What to work on:
Go through the records and show each line where the word "segment" occurs.

Dataset entries
---
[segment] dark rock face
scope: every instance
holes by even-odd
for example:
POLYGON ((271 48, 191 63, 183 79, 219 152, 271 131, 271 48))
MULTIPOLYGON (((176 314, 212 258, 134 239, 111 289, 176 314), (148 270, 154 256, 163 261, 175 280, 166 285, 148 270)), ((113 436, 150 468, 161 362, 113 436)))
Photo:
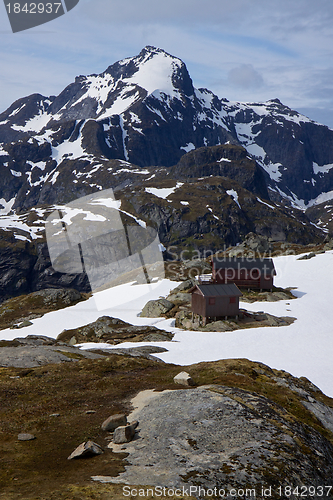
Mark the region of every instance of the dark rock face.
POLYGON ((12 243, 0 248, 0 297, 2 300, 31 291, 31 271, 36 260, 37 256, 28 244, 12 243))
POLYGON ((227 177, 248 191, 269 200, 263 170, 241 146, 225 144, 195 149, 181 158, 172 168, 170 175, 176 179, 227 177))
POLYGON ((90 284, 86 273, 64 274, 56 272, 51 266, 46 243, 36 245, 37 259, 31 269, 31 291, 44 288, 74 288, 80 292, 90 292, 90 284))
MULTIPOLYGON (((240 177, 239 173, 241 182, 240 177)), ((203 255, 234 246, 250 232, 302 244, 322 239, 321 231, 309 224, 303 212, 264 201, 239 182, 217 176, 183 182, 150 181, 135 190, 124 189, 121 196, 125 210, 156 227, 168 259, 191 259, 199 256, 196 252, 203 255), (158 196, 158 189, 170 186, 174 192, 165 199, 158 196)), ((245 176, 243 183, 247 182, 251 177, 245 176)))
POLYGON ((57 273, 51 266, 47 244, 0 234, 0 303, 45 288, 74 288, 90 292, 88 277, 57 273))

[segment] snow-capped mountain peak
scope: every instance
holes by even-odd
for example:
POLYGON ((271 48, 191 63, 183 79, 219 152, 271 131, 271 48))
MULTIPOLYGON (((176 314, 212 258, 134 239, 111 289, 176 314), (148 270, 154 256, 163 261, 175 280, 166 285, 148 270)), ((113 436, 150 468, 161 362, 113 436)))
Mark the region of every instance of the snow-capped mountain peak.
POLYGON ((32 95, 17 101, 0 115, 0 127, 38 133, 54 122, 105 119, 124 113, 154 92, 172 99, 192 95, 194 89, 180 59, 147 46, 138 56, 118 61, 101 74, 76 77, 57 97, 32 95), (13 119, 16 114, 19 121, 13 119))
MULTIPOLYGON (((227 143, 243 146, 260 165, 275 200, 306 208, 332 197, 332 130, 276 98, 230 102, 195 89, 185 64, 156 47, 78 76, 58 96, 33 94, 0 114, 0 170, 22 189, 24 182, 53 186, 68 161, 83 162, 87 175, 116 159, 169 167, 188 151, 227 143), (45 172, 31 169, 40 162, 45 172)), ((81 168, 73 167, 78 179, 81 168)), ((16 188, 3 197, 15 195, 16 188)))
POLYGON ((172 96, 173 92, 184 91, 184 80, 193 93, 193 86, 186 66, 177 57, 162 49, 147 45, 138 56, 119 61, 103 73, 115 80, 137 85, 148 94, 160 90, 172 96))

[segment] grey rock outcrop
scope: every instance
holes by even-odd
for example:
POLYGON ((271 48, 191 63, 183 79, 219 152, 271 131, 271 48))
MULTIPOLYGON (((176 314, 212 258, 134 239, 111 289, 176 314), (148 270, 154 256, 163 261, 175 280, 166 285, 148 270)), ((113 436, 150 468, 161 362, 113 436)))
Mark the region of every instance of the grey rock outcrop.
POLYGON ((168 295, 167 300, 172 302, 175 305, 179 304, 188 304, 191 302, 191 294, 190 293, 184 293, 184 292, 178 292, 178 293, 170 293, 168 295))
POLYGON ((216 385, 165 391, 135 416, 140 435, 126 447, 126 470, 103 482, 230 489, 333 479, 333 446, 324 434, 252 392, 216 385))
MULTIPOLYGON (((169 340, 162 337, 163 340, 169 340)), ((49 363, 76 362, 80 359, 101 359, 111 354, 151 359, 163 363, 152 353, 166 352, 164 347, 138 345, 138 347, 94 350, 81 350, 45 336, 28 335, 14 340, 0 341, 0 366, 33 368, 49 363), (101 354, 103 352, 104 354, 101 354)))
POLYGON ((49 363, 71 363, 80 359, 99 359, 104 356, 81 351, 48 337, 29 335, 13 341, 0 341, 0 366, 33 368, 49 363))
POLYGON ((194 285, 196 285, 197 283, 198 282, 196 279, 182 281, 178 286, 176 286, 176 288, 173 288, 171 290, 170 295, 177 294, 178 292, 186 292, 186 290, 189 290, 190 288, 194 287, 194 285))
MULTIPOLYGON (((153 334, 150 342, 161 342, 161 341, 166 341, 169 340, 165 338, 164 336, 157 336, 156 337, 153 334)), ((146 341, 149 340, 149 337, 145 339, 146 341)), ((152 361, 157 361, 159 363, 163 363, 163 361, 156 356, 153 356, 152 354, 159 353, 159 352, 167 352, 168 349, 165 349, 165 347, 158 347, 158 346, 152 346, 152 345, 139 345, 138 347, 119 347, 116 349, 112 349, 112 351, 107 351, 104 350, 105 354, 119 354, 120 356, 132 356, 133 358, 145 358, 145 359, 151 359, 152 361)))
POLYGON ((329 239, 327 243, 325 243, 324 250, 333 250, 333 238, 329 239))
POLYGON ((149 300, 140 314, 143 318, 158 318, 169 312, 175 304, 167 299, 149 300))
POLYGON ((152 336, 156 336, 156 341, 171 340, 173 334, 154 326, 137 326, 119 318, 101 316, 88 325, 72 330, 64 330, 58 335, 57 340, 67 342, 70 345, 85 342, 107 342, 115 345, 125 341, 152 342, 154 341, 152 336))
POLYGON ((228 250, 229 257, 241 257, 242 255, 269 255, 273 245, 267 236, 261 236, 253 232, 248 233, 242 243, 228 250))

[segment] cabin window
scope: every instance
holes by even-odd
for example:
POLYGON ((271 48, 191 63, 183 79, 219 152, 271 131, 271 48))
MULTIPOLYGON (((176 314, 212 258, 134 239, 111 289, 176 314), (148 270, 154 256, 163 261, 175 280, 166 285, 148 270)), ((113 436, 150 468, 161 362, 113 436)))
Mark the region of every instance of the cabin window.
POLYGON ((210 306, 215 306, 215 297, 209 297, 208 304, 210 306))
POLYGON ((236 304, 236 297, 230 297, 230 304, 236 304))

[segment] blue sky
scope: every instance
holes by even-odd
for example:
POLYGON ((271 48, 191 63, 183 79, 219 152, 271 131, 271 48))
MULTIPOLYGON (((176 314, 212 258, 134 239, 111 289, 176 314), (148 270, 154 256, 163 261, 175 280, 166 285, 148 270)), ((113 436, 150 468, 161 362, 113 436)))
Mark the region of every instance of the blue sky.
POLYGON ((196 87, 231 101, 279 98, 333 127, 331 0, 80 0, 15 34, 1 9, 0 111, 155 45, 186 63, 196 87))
---
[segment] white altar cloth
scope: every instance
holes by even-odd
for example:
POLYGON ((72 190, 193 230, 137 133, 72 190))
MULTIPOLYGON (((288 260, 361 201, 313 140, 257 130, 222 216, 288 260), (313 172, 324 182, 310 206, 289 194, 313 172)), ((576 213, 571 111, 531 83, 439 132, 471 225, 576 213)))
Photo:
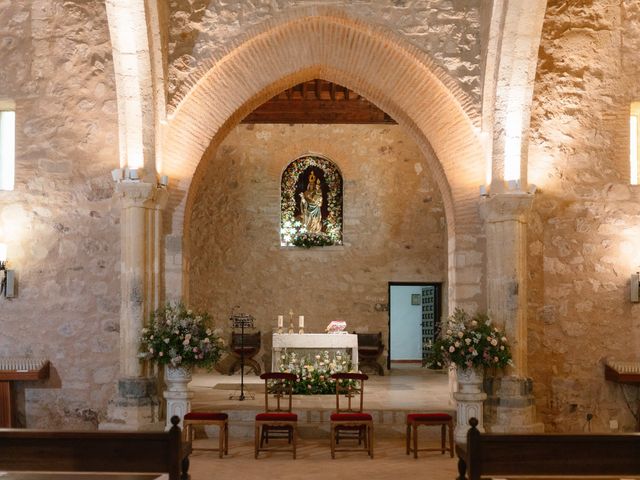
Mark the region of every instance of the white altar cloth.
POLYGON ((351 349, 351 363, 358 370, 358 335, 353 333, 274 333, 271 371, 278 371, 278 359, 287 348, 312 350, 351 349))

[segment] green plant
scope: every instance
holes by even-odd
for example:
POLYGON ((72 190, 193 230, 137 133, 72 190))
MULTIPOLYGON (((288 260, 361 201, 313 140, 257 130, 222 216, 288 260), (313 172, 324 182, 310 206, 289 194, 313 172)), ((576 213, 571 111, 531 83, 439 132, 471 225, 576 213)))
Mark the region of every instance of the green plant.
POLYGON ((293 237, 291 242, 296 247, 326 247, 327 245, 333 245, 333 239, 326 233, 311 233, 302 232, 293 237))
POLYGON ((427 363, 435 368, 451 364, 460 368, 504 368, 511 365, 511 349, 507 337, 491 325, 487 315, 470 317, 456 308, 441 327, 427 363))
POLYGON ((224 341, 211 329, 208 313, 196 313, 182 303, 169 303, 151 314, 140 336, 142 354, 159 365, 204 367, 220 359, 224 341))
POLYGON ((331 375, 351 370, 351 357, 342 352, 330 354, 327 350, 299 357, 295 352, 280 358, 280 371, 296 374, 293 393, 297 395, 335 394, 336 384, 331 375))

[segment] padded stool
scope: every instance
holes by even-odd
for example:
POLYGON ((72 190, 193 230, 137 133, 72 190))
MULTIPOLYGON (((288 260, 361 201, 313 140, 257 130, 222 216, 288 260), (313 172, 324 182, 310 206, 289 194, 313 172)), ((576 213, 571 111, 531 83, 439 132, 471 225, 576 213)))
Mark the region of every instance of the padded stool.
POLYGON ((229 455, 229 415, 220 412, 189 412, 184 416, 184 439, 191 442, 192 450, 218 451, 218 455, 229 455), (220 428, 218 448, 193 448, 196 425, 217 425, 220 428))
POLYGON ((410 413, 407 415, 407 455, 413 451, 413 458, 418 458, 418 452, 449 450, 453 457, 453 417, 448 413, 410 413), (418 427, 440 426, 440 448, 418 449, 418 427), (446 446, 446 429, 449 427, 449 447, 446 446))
---
Exercise answer:
[segment] dark rock face
[segment] snow-capped mountain peak
[segment] grey rock outcrop
[segment] cabin window
[segment] blue sky
[segment] white altar cloth
[segment] green plant
[segment] padded stool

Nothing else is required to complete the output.